═══ EXCERPT TO READ

It was not until the next day that the armies lined up in order of battle. The two sides arrayed their respective forces in a fashion typical of the day. Hanno, with his right wing, half his cavalry, placed on the Calor river. Next to these, in his center, came his infantry. To the left of these, "Flying in the air" so to speak due to the fact they were not protected by any topographical feature, was the other half of Hanno's cavalry.

The Roman line was longer than that of the Carthaginians. The Roman left was similarly arrayed, except that the Roman cavalry was stationed on the left. Traditionally, the Roman cavalry was weaker in number than the allied cavalry. To the right of the Roman cavalry were the legions. Traditionally, a Roman army consisted of four legions, the two Roman legions "Proper" (In the sense that they were Roman) so to speak were on the inner part of the Roman line and the two allied legions were placed to the left and right of these respectively. However, it is not clear if there were any allied legions in this battle, it is not specified. It is also not specified where the proper Roman legions and the legions manned by slaves were placed respectively. To the right of the infantry was where the majority of the Roman cavalry was stationed.

══════

**WHAT YOU ARE ASKED TO DO**.
Output the passage on the battle lines word for word, starting at "It was not until" and ending at "of Hanno's cavalry.". The listing has no connection to the passage on the battle lines.

═══ DATA

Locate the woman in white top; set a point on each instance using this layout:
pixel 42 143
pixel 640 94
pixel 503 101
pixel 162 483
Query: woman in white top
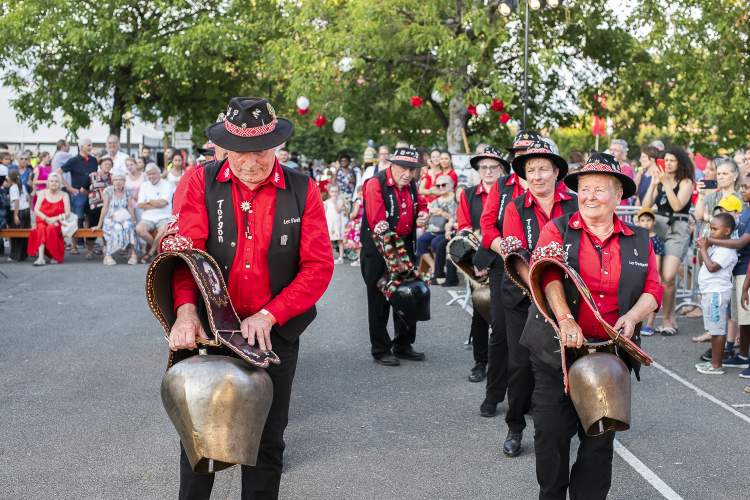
pixel 20 215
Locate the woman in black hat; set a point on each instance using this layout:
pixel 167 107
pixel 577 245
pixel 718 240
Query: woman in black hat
pixel 522 223
pixel 624 283
pixel 265 226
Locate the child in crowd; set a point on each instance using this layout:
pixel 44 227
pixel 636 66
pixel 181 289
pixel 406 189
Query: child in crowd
pixel 715 282
pixel 442 217
pixel 646 219
pixel 353 229
pixel 336 218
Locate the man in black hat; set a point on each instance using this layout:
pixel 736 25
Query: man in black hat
pixel 491 166
pixel 507 188
pixel 391 203
pixel 266 227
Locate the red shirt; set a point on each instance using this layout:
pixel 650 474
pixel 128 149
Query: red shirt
pixel 375 204
pixel 463 213
pixel 602 280
pixel 513 225
pixel 249 282
pixel 488 222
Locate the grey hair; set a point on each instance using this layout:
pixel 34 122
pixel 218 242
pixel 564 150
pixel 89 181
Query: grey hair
pixel 622 143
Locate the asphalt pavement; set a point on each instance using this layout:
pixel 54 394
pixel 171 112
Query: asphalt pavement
pixel 81 417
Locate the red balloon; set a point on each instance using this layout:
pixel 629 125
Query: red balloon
pixel 320 120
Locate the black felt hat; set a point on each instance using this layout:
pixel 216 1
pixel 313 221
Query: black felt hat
pixel 605 164
pixel 249 124
pixel 407 158
pixel 539 149
pixel 492 153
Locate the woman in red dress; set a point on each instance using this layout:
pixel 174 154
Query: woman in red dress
pixel 52 206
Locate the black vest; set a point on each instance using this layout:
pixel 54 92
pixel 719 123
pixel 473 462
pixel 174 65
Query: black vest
pixel 539 337
pixel 512 295
pixel 392 214
pixel 283 250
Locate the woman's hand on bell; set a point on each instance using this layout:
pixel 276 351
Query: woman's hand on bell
pixel 571 334
pixel 186 328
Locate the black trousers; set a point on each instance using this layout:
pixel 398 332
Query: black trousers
pixel 520 376
pixel 555 424
pixel 480 331
pixel 497 352
pixel 260 482
pixel 378 310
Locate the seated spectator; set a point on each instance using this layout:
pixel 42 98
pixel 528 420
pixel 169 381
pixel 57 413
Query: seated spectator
pixel 117 220
pixel 442 218
pixel 155 199
pixel 52 207
pixel 20 214
pixel 715 282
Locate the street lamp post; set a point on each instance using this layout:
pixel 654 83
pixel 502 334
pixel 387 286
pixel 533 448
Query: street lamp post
pixel 506 8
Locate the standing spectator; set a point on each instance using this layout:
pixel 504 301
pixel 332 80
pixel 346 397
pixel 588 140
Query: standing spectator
pixel 41 173
pixel 345 176
pixel 52 206
pixel 118 157
pixel 619 149
pixel 335 210
pixel 354 227
pixel 154 198
pixel 670 191
pixel 117 220
pixel 62 154
pixel 80 167
pixel 176 170
pixel 649 155
pixel 20 216
pixel 442 218
pixel 25 171
pixel 715 282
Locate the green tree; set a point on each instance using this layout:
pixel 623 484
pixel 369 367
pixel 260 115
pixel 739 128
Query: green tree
pixel 160 58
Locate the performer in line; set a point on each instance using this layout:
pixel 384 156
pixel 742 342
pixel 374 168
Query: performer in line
pixel 506 189
pixel 391 203
pixel 522 223
pixel 264 224
pixel 491 166
pixel 620 271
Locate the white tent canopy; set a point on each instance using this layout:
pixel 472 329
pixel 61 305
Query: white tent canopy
pixel 20 135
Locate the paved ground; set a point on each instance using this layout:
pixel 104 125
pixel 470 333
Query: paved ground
pixel 81 418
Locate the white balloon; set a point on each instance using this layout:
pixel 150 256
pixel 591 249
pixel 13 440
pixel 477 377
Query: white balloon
pixel 339 125
pixel 303 102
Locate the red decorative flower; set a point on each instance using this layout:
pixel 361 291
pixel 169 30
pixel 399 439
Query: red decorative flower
pixel 320 120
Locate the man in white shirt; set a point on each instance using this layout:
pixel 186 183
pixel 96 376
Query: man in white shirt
pixel 118 157
pixel 155 199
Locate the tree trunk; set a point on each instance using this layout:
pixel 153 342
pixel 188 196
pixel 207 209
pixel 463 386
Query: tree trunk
pixel 456 120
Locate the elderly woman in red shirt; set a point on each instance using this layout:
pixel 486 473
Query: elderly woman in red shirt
pixel 617 263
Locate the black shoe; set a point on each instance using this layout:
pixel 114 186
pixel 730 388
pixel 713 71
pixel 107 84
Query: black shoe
pixel 409 354
pixel 387 359
pixel 488 408
pixel 478 373
pixel 512 444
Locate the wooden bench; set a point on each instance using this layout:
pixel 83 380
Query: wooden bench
pixel 24 233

══════

**RESPONSE AREA**.
It was not until the next day that the armies lined up in order of battle. The two sides arrayed their respective forces in a fashion typical of the day. Hanno, with his right wing, half his cavalry, placed on the Calor river. Next to these, in his center, came his infantry. To the left of these, "Flying in the air" so to speak due to the fact they were not protected by any topographical feature, was the other half of Hanno's cavalry.